-- Start of Passage --

Cloud Dataflow SQL and Cloud Dataflow Batch Flexible Resource Scheduling Release - faizshah
https://cloud.google.com/blog/products/data-analytics/streaming-analytics-now-simpler-more-cost-effective-cloud-dataflow
======
faizshah
So I have a bad history with Cloud Dataflow.

I like BigQuery and Flink a lot, but a lot of companies seem to be switching
over to Cloud Dataflow. In my experience Cloud Dataflow's cost is really
unpredictable and DataPrep's pipelines (on DataFlow) were far more inefficient
compared to an equivalent DataProc Spark pipeline, Spark on Compute Engine, or
just plain BigQuery.

In addition:

Apache BEAM's overhead itself is a lot:
[https://arxiv.org/pdf/1907.08302.pdf](https://arxiv.org/pdf/1907.08302.pdf)

Switching from Dataflow can incur massive cost savings:
[https://lugassy.net/how-moving-from-pub-sub-to-avro-saved-
us...](https://lugassy.net/how-moving-from-pub-sub-to-avro-saved-
us-38-976-year-ec6c33ea7d08)

Right now I'm sorting out a solution either using GKE, Managed Instance
Groups, or Cloud Run to create a completely preemptible scale to 0 pipeline
instead. But it's sort of like reinventing the wheel, the compute choice is
just the task manager in flink and the "orchestration engine" that you set up
to manage your Cloud Tasks/Pub Sub and Cloud Build solution is reinventing
Flink's Job Manager. I miss the clarity of Flink and Beam but I can't find a
cheap scale to 0, preemptible instance only, solution.

Whats your experience been?

-- End of Passage --

*Request 1:* Transcribe the portion of the Dataflow thread starting with "Right now I'm" and going on through "your experience been?".

-- Start of Supplied data --

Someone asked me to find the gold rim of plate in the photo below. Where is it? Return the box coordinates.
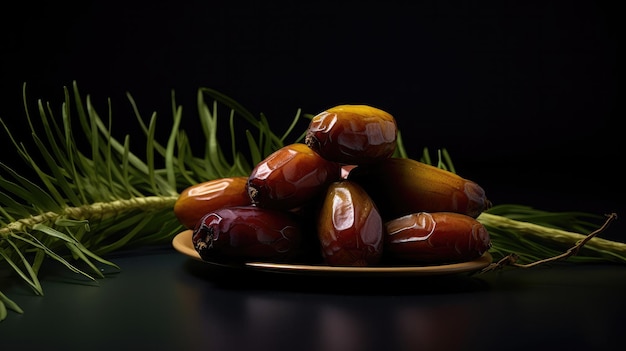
[172,230,493,276]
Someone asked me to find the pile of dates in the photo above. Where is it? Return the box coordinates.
[174,105,491,267]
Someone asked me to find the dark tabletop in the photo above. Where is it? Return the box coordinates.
[0,246,626,351]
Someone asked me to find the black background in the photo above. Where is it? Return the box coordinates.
[0,0,625,240]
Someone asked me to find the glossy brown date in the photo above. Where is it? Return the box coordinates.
[348,158,491,221]
[317,180,383,266]
[248,143,341,209]
[384,212,491,263]
[192,206,303,262]
[305,105,398,164]
[174,177,252,229]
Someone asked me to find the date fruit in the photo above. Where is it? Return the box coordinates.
[348,157,491,221]
[174,177,252,229]
[305,105,398,164]
[317,180,383,266]
[384,212,491,264]
[248,143,341,210]
[192,205,303,262]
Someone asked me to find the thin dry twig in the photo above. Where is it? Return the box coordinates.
[480,213,617,273]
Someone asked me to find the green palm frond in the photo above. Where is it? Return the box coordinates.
[0,82,300,320]
[0,82,626,321]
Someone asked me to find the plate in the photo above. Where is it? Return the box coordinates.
[172,230,493,276]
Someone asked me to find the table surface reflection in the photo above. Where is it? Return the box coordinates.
[0,246,626,351]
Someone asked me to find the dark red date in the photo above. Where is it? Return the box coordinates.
[248,143,341,210]
[385,212,491,263]
[192,206,303,262]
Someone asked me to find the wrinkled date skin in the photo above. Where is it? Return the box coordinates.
[317,181,383,266]
[192,205,303,262]
[348,157,491,221]
[174,176,252,229]
[305,105,398,165]
[384,212,491,264]
[248,143,341,210]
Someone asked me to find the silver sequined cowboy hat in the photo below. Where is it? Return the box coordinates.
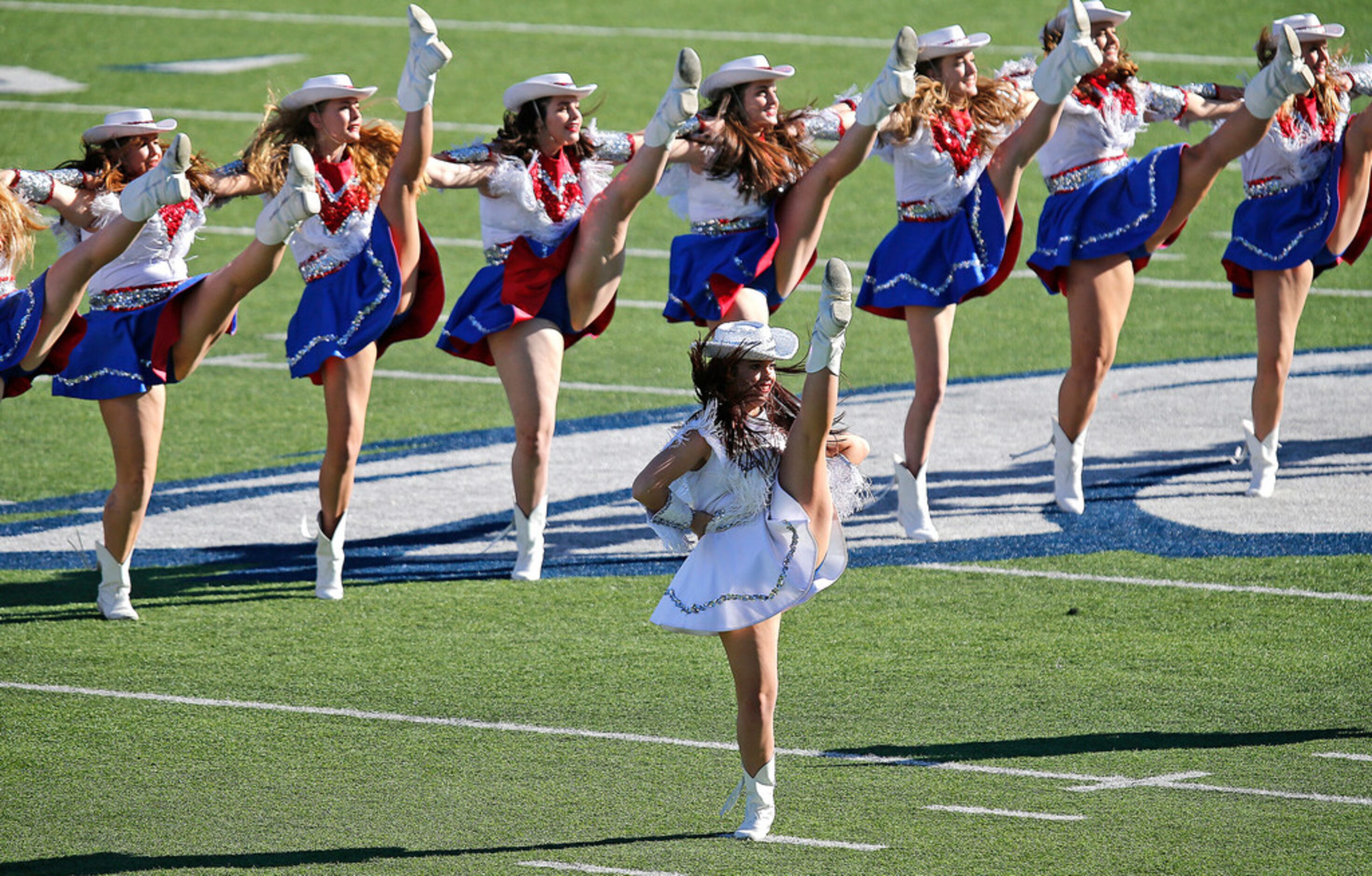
[81,107,175,144]
[700,55,796,100]
[277,73,376,110]
[705,320,800,362]
[504,73,597,112]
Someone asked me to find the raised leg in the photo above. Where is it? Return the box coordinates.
[100,387,166,563]
[1058,255,1133,440]
[1253,262,1315,441]
[320,344,376,537]
[567,48,701,332]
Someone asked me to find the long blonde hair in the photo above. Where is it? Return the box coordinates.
[0,185,47,269]
[1254,25,1349,122]
[243,100,400,196]
[882,60,1021,151]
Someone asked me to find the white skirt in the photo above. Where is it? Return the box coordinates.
[651,484,848,636]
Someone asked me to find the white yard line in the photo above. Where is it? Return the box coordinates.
[912,562,1372,602]
[0,681,1372,806]
[518,861,686,876]
[0,0,1253,70]
[925,803,1085,821]
[200,352,696,397]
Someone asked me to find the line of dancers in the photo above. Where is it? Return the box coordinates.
[0,0,1372,839]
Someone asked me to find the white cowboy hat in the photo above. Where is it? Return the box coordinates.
[504,73,597,112]
[81,108,175,144]
[919,25,991,60]
[277,73,376,110]
[700,55,796,100]
[1272,12,1343,42]
[1052,0,1133,30]
[705,320,800,362]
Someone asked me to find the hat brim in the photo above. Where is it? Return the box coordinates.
[81,119,175,143]
[919,33,991,60]
[277,85,376,110]
[1292,25,1343,42]
[700,64,796,100]
[705,326,800,362]
[502,82,600,112]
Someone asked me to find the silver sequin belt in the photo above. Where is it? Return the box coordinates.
[896,200,958,222]
[1243,177,1296,199]
[690,216,767,237]
[89,280,181,310]
[1045,155,1129,195]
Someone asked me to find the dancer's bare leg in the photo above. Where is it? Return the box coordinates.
[320,344,376,539]
[1058,255,1133,441]
[719,614,781,776]
[100,385,166,562]
[1253,262,1315,441]
[905,304,958,472]
[489,320,564,517]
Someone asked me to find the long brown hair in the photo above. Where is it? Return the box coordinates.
[243,100,400,196]
[1254,25,1349,122]
[57,137,214,197]
[0,185,47,270]
[491,97,600,165]
[697,82,818,204]
[883,59,1021,152]
[1039,18,1139,93]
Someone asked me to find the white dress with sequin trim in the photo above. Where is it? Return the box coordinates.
[651,404,870,635]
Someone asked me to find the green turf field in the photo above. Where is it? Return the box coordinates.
[0,0,1372,876]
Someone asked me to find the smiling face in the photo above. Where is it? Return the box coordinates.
[1091,22,1120,73]
[119,134,162,180]
[731,359,777,416]
[538,97,582,155]
[310,97,362,155]
[740,79,781,130]
[933,52,977,105]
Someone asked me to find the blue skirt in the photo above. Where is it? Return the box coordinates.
[1223,140,1372,298]
[1029,143,1187,293]
[858,174,1023,320]
[286,210,443,384]
[663,195,815,326]
[52,274,212,400]
[438,226,615,365]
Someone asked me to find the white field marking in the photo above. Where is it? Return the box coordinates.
[757,834,889,851]
[1064,771,1210,791]
[0,681,1372,806]
[912,562,1372,602]
[200,352,696,397]
[925,803,1085,821]
[0,0,1253,69]
[0,100,495,134]
[518,861,686,876]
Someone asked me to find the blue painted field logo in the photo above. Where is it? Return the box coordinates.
[0,349,1372,581]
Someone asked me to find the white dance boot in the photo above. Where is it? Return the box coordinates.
[254,143,320,247]
[719,758,777,841]
[892,454,938,542]
[395,3,453,112]
[511,496,547,581]
[95,542,139,621]
[805,259,854,377]
[1243,25,1315,119]
[119,134,191,222]
[644,48,700,146]
[1243,419,1280,499]
[1033,0,1103,105]
[314,511,347,599]
[1052,417,1086,514]
[858,28,919,126]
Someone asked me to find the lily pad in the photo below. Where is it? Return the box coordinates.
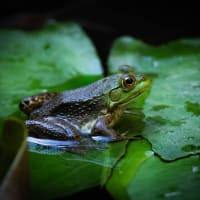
[0,23,129,199]
[108,37,200,160]
[106,141,200,200]
[0,23,102,122]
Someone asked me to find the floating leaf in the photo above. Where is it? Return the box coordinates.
[108,37,200,160]
[106,139,200,200]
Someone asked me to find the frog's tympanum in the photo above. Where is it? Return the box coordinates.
[20,65,150,141]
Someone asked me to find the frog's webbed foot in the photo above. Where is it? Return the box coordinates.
[25,116,80,140]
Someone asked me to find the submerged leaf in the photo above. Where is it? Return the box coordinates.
[0,118,30,200]
[109,37,200,160]
[0,23,102,122]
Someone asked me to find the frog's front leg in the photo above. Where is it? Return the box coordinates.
[25,116,80,140]
[91,114,125,142]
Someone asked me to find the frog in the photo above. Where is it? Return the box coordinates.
[19,65,151,142]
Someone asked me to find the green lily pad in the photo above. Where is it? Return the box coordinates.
[30,141,126,199]
[0,23,102,122]
[106,141,200,200]
[0,23,130,199]
[108,37,200,160]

-- End of Supplied data --

*Request 2:* Rescale the box coordinates in the rows, starting with the line with "Someone asked me to find the green lily" and going on through the last line of the rows, by multiplying each by 0.45 and rounding to a whole number, with halves rounded up. Reproduce only those lines, requests included.

*Task output 1:*
Right now I'm sorting out a solution either using GKE, Managed Instance
Groups, or Cloud Run to create a completely preemptible scale to 0 pipeline
instead. But it's sort of like reinventing the wheel, the compute choice is
just the task manager in flink and the "orchestration engine" that you set up
to manage your Cloud Tasks/Pub Sub and Cloud Build solution is reinventing
Flink's Job Manager. I miss the clarity of Flink and Beam but I can't find a
cheap scale to 0, preemptible instance only, solution.

Whats your experience been?

*Task output 2:*
Someone asked me to find the green lily pad in the photo above. Where is it? Return the box coordinates.
[14,63,57,90]
[0,10,46,55]
[48,63,90,90]
[0,10,59,90]
[49,17,90,72]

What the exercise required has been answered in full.